- [TASK BRIEF] Write out the passage on McDonald's Rosti Cheese Double Beef Burger exactly, from "So it's no surprise" through "Brand Eating reported.", inclusive.

So it's no surprise that the American representative on McDonald's' Taste of the World Menu has not actually appeared on the chain's menu in the U.S.
"McDonald's offers a limited-time Taste of the World menu over in Taiwan and it currently features the Rosti Cheese Double Beef Burger, which is basically a double cheeseburger with a hash brown patty and cheddar cheese sauce," Brand Eating reported.
"Specifically, the Rosti Cheese Double Beef Burger features two beef patties, a hashbrown patty, cheddar cheese sauce, tomato, onion, and lettuce on a cornmeal-dusted bun. Rosti is a Swiss dish that is similar to hash browns."
That's an idea that sounds as if it should be a thing on U.S. menus, but there's a key reason it hasn't been.
Adding hash browns to a burger seems like an easy way to create a new choice without complicating the menu. The problem is that each McDonald's location essentially has only the number of fryers it needs to make french fries, Chicken McNuggets, and fried chicken patties for sandwiches.
It's easy for customers to say "just make a batch of hash browns," but the chain also has rules about how long products can sit before they must be discarded. That's why the chain did not bring back All-Day Breakfast, after it dropped the offering to simplify the menu during the pandemic.
There's only so much kitchen space to go around, and hash browns (or eggs for that matter) can't be left out for long periods until customers order them. Franchisees generally have sharply opposed any product changes that slow down the kitchen.
And even if a hash-brown breakfast burger would be awesome, its existence, at least in the U.S., would likely hold up orders for fries, which are ordered with nearly every meal, and Chicken McNuggets, which are pretty popular, too.

- [GIVEN DATA]
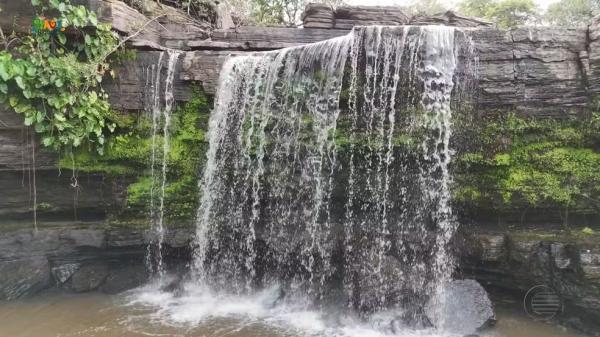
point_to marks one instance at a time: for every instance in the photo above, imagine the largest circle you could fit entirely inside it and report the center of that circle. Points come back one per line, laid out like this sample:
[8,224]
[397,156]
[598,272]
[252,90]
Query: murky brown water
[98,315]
* * *
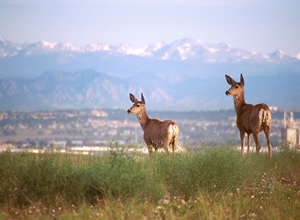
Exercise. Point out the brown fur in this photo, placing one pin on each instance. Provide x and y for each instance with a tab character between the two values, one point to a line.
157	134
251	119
---
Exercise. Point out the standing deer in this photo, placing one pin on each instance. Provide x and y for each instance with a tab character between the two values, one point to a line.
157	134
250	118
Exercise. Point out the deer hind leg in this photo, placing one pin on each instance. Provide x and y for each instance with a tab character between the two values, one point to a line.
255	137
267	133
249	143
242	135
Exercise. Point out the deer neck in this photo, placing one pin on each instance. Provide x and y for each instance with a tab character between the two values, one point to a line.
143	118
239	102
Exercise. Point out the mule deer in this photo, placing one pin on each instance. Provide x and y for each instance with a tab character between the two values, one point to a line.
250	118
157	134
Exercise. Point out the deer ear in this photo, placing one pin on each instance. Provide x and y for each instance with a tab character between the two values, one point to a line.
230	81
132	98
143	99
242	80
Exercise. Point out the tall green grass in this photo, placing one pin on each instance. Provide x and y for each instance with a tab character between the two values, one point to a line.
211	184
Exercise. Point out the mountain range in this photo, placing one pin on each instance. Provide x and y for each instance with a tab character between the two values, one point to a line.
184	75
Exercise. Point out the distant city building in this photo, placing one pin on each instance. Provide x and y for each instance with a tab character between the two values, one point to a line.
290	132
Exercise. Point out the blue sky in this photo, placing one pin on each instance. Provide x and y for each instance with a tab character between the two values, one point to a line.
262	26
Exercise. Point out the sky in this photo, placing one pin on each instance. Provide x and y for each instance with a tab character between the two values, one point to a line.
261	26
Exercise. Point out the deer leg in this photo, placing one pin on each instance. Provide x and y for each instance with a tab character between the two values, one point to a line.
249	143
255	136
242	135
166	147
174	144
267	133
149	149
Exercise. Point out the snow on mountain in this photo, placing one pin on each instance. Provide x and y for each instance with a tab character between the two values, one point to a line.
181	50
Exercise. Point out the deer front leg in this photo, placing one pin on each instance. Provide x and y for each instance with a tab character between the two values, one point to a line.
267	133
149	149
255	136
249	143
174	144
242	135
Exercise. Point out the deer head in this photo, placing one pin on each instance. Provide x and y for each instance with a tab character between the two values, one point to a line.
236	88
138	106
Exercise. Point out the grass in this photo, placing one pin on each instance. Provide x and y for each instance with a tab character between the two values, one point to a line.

- [RESULT OF THE EXERCISE]
So it's no surprise that the American representative on McDonald's' Taste of the World Menu has not actually appeared on the chain's menu in the U.S.
"McDonald's offers a limited-time Taste of the World menu over in Taiwan and it currently features the Rosti Cheese Double Beef Burger, which is basically a double cheeseburger with a hash brown patty and cheddar cheese sauce," Brand Eating reported.